**What you will do**
The expected result is the full listing, retyped exactly, without a single picture.

Top of Task inputs

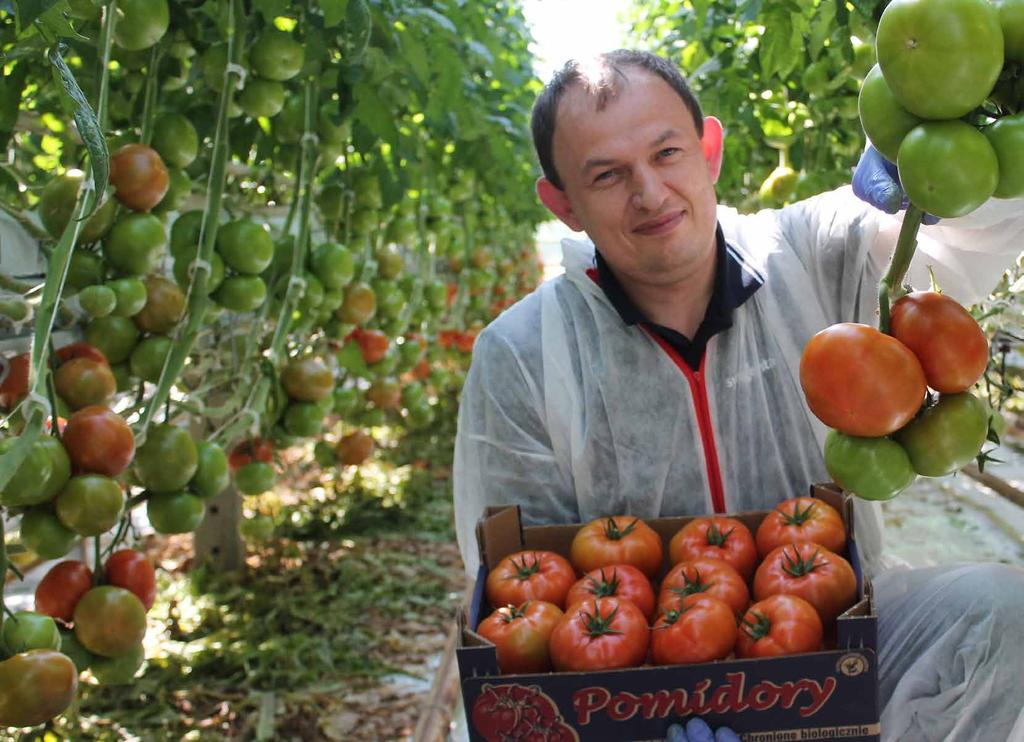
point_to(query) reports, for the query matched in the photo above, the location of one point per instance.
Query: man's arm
(503, 453)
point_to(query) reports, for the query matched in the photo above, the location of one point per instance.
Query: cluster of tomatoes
(872, 389)
(599, 610)
(939, 64)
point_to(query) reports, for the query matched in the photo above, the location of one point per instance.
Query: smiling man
(659, 375)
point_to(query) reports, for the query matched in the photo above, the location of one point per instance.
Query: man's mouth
(660, 225)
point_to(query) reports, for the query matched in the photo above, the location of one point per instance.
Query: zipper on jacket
(698, 390)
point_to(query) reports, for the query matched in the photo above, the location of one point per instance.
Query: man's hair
(604, 82)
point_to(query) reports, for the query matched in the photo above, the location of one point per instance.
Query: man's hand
(877, 181)
(697, 731)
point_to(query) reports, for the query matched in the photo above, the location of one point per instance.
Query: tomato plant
(521, 634)
(616, 539)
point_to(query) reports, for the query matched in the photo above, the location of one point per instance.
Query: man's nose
(648, 189)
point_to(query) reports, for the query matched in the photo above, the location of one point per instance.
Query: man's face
(636, 179)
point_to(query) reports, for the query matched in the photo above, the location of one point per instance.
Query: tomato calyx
(716, 536)
(597, 625)
(797, 567)
(612, 531)
(604, 587)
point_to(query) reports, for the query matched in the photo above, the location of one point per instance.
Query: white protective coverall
(573, 415)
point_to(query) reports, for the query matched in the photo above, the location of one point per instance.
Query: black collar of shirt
(735, 281)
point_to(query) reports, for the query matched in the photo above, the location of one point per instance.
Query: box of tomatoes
(614, 629)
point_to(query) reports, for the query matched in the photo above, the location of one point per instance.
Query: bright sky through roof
(571, 30)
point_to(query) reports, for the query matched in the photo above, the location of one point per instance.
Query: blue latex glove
(697, 731)
(877, 181)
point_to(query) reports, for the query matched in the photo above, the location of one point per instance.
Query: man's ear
(713, 145)
(558, 203)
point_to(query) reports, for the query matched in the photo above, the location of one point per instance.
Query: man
(658, 376)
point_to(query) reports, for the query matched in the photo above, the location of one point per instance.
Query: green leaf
(28, 10)
(334, 11)
(75, 103)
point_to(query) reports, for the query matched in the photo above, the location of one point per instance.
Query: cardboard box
(821, 695)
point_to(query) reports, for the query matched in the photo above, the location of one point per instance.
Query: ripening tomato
(950, 345)
(802, 519)
(35, 687)
(521, 634)
(98, 440)
(529, 576)
(59, 591)
(702, 628)
(861, 382)
(616, 539)
(131, 570)
(598, 635)
(716, 537)
(138, 176)
(779, 624)
(704, 576)
(809, 571)
(620, 580)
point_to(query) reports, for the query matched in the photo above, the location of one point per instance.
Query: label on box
(788, 698)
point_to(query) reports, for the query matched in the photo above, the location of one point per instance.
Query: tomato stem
(891, 287)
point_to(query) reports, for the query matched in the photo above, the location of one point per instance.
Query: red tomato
(950, 345)
(138, 176)
(81, 350)
(15, 381)
(256, 449)
(704, 576)
(802, 519)
(131, 570)
(529, 576)
(603, 634)
(59, 591)
(809, 571)
(621, 580)
(99, 441)
(521, 634)
(616, 539)
(716, 537)
(701, 629)
(861, 382)
(778, 625)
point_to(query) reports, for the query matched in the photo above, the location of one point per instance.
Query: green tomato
(175, 139)
(115, 337)
(29, 485)
(1007, 138)
(262, 98)
(147, 357)
(27, 630)
(168, 459)
(242, 293)
(275, 55)
(118, 670)
(212, 475)
(44, 534)
(140, 24)
(110, 621)
(254, 478)
(129, 295)
(174, 512)
(135, 244)
(869, 468)
(941, 58)
(946, 436)
(90, 505)
(304, 420)
(947, 168)
(245, 246)
(97, 301)
(885, 121)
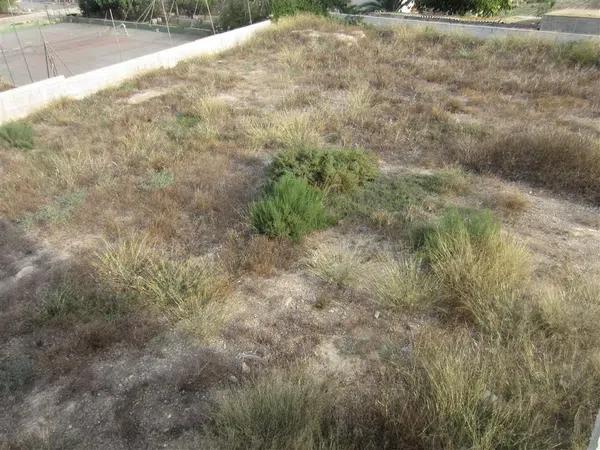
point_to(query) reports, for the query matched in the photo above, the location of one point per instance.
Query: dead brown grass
(560, 160)
(361, 309)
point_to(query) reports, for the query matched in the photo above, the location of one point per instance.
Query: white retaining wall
(24, 100)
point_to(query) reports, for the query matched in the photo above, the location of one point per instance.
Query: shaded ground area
(139, 308)
(77, 48)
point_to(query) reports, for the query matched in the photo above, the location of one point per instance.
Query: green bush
(234, 13)
(481, 7)
(341, 170)
(290, 209)
(17, 134)
(280, 8)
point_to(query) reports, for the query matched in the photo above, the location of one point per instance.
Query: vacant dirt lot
(450, 302)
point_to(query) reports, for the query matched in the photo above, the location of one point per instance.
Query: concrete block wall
(24, 100)
(570, 24)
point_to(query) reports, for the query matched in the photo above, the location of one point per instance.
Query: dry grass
(563, 161)
(189, 290)
(461, 392)
(480, 274)
(339, 266)
(401, 284)
(509, 201)
(477, 347)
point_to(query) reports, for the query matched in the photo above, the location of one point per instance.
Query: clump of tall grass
(17, 134)
(338, 265)
(479, 273)
(286, 130)
(336, 169)
(400, 283)
(274, 412)
(181, 289)
(291, 209)
(562, 161)
(460, 392)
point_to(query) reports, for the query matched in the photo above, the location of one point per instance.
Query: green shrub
(481, 7)
(341, 170)
(480, 274)
(290, 209)
(273, 413)
(235, 14)
(281, 8)
(17, 134)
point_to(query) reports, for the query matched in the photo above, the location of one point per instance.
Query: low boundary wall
(173, 28)
(24, 100)
(571, 24)
(478, 31)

Bottom of Task inputs

**The answer**
point_to(query) reports, for the query matched in the photo above, the location of one point per instance.
Query: man's arm
(503, 453)
point_to(query) reports, for the query matched in the photo above, the location of one point per instance.
Query: cluster of tomatoes
(872, 389)
(599, 610)
(939, 64)
point_to(query) reports, for the query matched in the photo above, the location of one point per instance.
Query: smiling man
(659, 375)
point_to(query) reports, for the query matched in the photo above, the location of one point per instance.
Query: man's mouth
(660, 225)
point_to(query) reports, for the query matched in the photo above, the location of one point per instance.
Query: zipper on jacket
(698, 390)
point_to(query) reports, for the query matched in the photo above, the location of one point per instance.
Query: man's hair
(604, 82)
point_to(query) reports, for the query matched in the photo above, the location of one point per instance.
Query: man's hand
(877, 181)
(697, 731)
point_to(query) reports, for the query matched in the photo above, the location of one point per instance.
Query: tomato plant
(521, 634)
(616, 539)
point_to(query) reports, for the query matched in the photo above, the location of one point per instance.
Query: man's nose
(648, 189)
point_to(query) reports, for the query matched in the photo above, the location of one point per instance.
Query: man's face
(636, 179)
point_to(query) reports, for the query matched in the photo above, the location of one point per instance.
Query: tomato calyx
(716, 536)
(597, 625)
(797, 567)
(612, 531)
(604, 587)
point_to(query) reports, for the query matched in the photo above, the location of one point per instance.
Query: white protective coverall
(573, 415)
point_to(query) reports, for the query matched in the photo above, the location of one point per instance.
Query: black collar of shirt
(735, 281)
point_to(query) reports, for the query matched in the photo above, the location of one point per instance.
Query: box of tomatoes
(614, 629)
point_to(query) reports, for the query matched in the photo above, the location of one point per instance.
Query: bright sky through roof
(571, 30)
point_to(query) reports, for the query matched in the photo above, the location of one point per instance.
Query: blue latex glove
(697, 731)
(877, 181)
point_to(query) reports, for the query matched in the photo above, the location of one point per instance.
Query: man's ear
(713, 145)
(558, 203)
point_to(query) reports, for the query matched in the photo above, the location of one point per instance.
Query: man
(658, 376)
point_to(query) reports, for the query matched in the photo above, the location of one point per instance.
Query: green leaf
(28, 10)
(334, 11)
(75, 103)
point_to(query) reports, for the query matched in the photo above, the location of one point per instance.
Query: cardboard box
(821, 695)
point_to(query) reports, for the query matched in the photo above, the location of one point per instance.
Query: ripening tomato
(950, 345)
(802, 519)
(35, 687)
(521, 634)
(98, 440)
(529, 576)
(59, 591)
(702, 628)
(861, 382)
(616, 539)
(131, 570)
(598, 635)
(716, 537)
(138, 176)
(779, 624)
(704, 576)
(809, 571)
(620, 580)
point_to(query) reports, for the query matched in the photo above, the location of one point per instance.
Query: label on box
(788, 698)
point_to(query) reports, for the query matched in the photo above, the location of one point per instance.
Query: tomato stem
(891, 287)
point_to(query) reports, for the query matched in the photo above, the location of one point per instance.
Query: red tomato
(950, 345)
(138, 176)
(81, 350)
(15, 381)
(256, 449)
(704, 576)
(802, 519)
(131, 570)
(529, 576)
(603, 634)
(59, 591)
(809, 571)
(621, 580)
(99, 441)
(521, 634)
(616, 539)
(716, 537)
(701, 629)
(861, 382)
(778, 625)
point_to(query) reports, for the query matched in the photo above, the location of one point per instance.
Query: green tomato
(175, 139)
(115, 337)
(29, 485)
(1007, 138)
(262, 98)
(147, 357)
(27, 630)
(168, 459)
(242, 293)
(275, 55)
(118, 670)
(212, 475)
(44, 534)
(140, 24)
(110, 621)
(254, 478)
(129, 295)
(174, 512)
(135, 244)
(869, 468)
(941, 58)
(946, 436)
(90, 505)
(304, 420)
(947, 168)
(245, 246)
(97, 301)
(885, 121)
point_to(query) reports, for the query matched in the photo above, the location of one point per instance.
Query: dead brown grass
(560, 160)
(361, 309)
point_to(query) reports, for the query matched in the photo above, the location of one point per instance.
Query: white retaining wall
(24, 100)
point_to(query) reports, for the query matched in the photo above, the location of one point per instance.
Query: shaded ground area
(139, 308)
(77, 48)
point_to(query) reports, for the query matched in the photo above, the location of one point per instance.
Query: green bush
(234, 13)
(481, 7)
(341, 170)
(290, 209)
(17, 134)
(280, 8)
point_to(query) reports, for the query matched in the photo above, the location of one point per instance.
Query: vacant dirt lot
(450, 302)
point_to(query) reports, for the query matched in the photo above, the location of one point per instance.
Query: concrete block wall
(24, 100)
(570, 24)
point_to(query) reports, for the query matched in the photo above, the location of one point per instance.
Query: dry grass
(563, 161)
(189, 290)
(461, 392)
(480, 274)
(339, 266)
(401, 284)
(509, 201)
(477, 347)
point_to(query) reports, for the query matched in the photo above, the location of one point per instance.
Query: clump of tall grass
(17, 134)
(338, 265)
(479, 273)
(286, 130)
(336, 169)
(400, 283)
(274, 412)
(181, 289)
(291, 209)
(562, 161)
(460, 392)
point_to(query) reports, for the query matched in the photo above, the location of one point per instance.
Query: green shrub
(481, 7)
(341, 170)
(480, 274)
(290, 209)
(273, 413)
(235, 14)
(281, 8)
(17, 134)
point_to(query) reports, for the query matched in the photo above, the location of one point per instance.
Query: low boundary wall
(173, 28)
(24, 100)
(571, 24)
(478, 31)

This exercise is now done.